Consigne a ▸
D'après le texte de la page, dans quelle cathédrale Juan Vásquez aurait-il officié de 1545 à 1551 ?

Texte de la page ▸
Le morceau Tiento de 6o tono a été écrit par un certain Correa de Arauxo (1575-1663). Ce compositeur fut avant tout un organiste réputé, officiant à l’église de San Salvador de Séville de 1599 à 1636, puis à celle de Saint Jean jusqu’en 1640 avant de prendre les orgues de la cathédrale de Ségovie jusqu’à sa mort, dont l’année est encore à ce jour discutée… Purement orchestrale, il s’agit d’une ministrile typique de cette époque : cette pièce exécutée par un ensemble à vents servait généralement d’accompagnement du chœur lors des cérémonies religieuses. On écoutera plus particulièrement la dernière partie où les vents échangent entre eux sur fond de rythme lancinant joué par le dulcian, le reste présentant un moindre intérêt.


Juan Vásquez (1500-1560) composa Por vida de mis ojos (Aussi sûrs que mes yeux vous voient) à l’attention des seuls chanteurs. Là encore, on sait peu de choses de ce compositeur : est-il né en 1500 ou en 1510 à Badajoz ? Est-il vraiment décédé en 1560 ? On s’accorde néanmoins pour dire qu’il aurait partagé son existence entre ses talents de chanteur et ses fonctions de maître de chapelle, notamment à la cathédrale de Badajoz où il aurait officié de 1545 à 1551. Ce bref morceau (moins de trois minutes) est une chanson d’amour dont l’attrait réside moins dans le texte que dans la déclamation qui relève davantage de la prière que de la sérénade au balcon… Si la brève mélodie En la fuente del Rosel narrant les jeux d’eau d’une jeune femme et de son prétendant s’avère également de peu d’intérêt, on prêtera, en revanche, une oreille attentive au morceau ¿ Con qué la lavaré ?. De style galant, il sollicite les seuls cornet, théorbe et orgue dans une infinie délicatesse qui renvoie à une atmosphère résolument intimiste tel que pourra également l’illustrer, mais avec accompagnement vocal cette fois-ci, Alonso Mudarra (on écoutera à cet effet le beau disque Ay Luna réalisé par Guillemette Laurens et l’ensemble Unda Maris chez Alpha).


La vie de Sebastián Aguilera de Heredia est aussi incertaine que celle de Vásquez. Peut-être né à Saragosse en 1561 (d’autres sources avancent qu’il n’aurait vu le jour qu’en 1570), il fut attaché à la cathédrale de sa ville natale comme compositeur et organiste. Mort en 1627, il appartient déjà, à bien des égards, au monde musical baroque, ce qui transparaît notamment dans ses compositions pour orgue. Le morceau qu’il nous est ici donné d’écouter est, là aussi, instrumental : l’introduction confiée aux vents laisse rapidement place à une ritournelle confiée à l’orgue accompagné du tambourin. Si la virtuosité du cornet est fréquemment mise en exergue, cette pièce mineure privilégie la confrontation des sonorités avant de se terminer de façon quelque peu inaboutie, pour ne pas dire maladroite.


Remercions néanmoins les interprètes et l’éditeur de ce beau disque qui, notamment à travers l’œuvre de Mateo Flecha, nous font découvrir tout un pan de la musique espagnole dont l’influence a innervé l’ensemble de l’Europe au cours des siècles suivants.

Consigne b ▸
Dans les entrées, disposez en liste JSON de chaînes le passage allant de la ligne qui contient "of the white" jusqu'à celle qui contient "[[462, 143], [240, 141], [67, 140], [197, 176]]", ces deux lignes comprises. Mettez une chaîne par ligne et omettez les lignes vides.

Données à traiter ▸

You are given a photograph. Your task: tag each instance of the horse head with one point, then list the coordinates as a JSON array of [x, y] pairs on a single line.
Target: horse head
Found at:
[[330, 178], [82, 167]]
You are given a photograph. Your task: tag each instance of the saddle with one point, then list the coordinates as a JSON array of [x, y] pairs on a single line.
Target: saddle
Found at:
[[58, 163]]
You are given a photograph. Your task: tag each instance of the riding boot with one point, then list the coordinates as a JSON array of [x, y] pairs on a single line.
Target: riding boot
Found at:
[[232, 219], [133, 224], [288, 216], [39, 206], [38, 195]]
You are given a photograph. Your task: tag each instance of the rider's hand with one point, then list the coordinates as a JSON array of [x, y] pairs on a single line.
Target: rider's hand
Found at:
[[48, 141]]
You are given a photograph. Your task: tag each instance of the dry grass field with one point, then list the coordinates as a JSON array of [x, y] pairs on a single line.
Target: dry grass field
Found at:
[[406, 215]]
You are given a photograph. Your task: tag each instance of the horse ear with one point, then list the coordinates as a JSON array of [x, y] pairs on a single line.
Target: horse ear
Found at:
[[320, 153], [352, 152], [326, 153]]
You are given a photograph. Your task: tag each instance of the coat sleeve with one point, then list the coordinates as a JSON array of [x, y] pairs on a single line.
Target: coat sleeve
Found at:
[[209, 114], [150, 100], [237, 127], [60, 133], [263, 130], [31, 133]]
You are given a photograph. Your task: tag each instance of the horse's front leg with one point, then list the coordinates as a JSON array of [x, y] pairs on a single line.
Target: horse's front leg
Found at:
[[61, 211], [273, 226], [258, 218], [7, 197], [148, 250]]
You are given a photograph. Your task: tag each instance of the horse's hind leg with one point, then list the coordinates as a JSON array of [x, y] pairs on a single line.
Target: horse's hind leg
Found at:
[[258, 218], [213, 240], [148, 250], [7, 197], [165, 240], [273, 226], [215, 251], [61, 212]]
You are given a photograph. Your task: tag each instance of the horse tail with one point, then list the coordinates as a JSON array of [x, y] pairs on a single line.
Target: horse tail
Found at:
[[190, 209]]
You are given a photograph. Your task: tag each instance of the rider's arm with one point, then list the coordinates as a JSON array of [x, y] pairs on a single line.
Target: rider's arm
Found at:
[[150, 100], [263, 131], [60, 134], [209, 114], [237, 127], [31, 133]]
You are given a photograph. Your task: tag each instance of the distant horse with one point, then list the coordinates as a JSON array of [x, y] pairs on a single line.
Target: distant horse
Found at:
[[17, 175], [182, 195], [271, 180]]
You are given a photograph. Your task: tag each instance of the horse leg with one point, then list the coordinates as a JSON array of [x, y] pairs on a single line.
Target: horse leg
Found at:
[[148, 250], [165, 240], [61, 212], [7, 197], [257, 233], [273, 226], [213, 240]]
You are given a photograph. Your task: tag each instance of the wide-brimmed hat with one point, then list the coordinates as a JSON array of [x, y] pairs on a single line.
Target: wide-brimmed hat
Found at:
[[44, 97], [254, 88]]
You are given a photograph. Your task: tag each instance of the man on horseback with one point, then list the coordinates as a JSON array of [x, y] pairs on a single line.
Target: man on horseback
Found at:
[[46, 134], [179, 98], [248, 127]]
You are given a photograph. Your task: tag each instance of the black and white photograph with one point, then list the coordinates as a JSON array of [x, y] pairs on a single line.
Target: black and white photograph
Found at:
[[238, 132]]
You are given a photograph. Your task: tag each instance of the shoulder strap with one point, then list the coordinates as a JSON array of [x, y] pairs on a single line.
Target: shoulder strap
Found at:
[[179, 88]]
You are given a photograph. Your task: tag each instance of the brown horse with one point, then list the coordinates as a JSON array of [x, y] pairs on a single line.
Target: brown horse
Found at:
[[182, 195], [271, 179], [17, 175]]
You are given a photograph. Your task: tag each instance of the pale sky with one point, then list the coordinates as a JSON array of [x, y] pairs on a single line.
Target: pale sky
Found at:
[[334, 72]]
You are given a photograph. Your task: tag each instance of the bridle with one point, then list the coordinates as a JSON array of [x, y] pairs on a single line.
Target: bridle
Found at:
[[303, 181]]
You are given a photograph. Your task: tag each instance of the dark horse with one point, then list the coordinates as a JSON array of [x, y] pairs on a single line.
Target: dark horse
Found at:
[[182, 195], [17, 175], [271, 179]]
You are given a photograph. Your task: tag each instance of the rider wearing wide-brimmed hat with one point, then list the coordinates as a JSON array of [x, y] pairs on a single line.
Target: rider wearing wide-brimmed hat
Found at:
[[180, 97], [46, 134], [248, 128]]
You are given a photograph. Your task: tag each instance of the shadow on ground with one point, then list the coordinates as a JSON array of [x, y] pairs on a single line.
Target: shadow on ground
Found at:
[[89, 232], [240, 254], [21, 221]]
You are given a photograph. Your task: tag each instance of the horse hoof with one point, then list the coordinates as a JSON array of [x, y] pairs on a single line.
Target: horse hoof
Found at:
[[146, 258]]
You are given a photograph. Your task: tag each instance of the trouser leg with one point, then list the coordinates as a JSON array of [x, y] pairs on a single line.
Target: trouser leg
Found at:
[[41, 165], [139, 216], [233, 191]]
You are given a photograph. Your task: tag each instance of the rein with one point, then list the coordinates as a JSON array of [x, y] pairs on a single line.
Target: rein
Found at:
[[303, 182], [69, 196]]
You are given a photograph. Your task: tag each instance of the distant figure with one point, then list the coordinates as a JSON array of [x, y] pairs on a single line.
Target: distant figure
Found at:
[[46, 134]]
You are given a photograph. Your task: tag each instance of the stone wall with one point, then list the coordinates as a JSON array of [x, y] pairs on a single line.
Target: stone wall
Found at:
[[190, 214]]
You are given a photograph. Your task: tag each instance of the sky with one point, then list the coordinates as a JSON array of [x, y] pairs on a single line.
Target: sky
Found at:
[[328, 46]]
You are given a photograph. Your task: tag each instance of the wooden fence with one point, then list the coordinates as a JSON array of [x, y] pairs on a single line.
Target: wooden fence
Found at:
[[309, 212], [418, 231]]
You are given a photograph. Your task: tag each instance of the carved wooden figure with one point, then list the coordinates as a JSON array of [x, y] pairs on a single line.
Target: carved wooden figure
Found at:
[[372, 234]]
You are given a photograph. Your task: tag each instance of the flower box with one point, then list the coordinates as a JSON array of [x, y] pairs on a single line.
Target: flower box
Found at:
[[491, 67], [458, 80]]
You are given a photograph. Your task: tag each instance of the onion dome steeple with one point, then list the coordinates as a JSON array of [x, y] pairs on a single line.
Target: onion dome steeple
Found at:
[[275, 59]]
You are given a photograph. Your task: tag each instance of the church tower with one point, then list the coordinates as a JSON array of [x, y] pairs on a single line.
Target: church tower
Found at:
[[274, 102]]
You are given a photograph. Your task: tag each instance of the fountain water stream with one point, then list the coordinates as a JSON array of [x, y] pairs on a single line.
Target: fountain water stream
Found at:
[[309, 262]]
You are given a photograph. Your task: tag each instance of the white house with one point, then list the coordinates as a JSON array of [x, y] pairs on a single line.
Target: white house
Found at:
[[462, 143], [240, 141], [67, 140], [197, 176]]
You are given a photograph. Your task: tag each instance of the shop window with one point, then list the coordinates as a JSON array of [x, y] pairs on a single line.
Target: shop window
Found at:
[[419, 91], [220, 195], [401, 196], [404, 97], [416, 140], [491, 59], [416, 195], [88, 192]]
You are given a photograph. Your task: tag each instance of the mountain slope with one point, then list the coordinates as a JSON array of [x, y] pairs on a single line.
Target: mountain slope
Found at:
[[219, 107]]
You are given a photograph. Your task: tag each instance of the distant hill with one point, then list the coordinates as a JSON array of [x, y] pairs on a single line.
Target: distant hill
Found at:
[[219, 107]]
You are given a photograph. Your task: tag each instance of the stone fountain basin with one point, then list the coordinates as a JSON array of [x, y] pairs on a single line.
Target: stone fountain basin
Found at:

Réponse complète a ▸
À la cathédrale de Badajoz.

Réponse complète b ▸
[
  "You are given a photograph. Your task: tag each instance of the white house with one point, then list the coordinates as a JSON array of [x, y] pairs on a single line.",
  "Target: white house",
  "Found at:",
  "[[462, 143], [240, 141], [67, 140], [197, 176]]"
]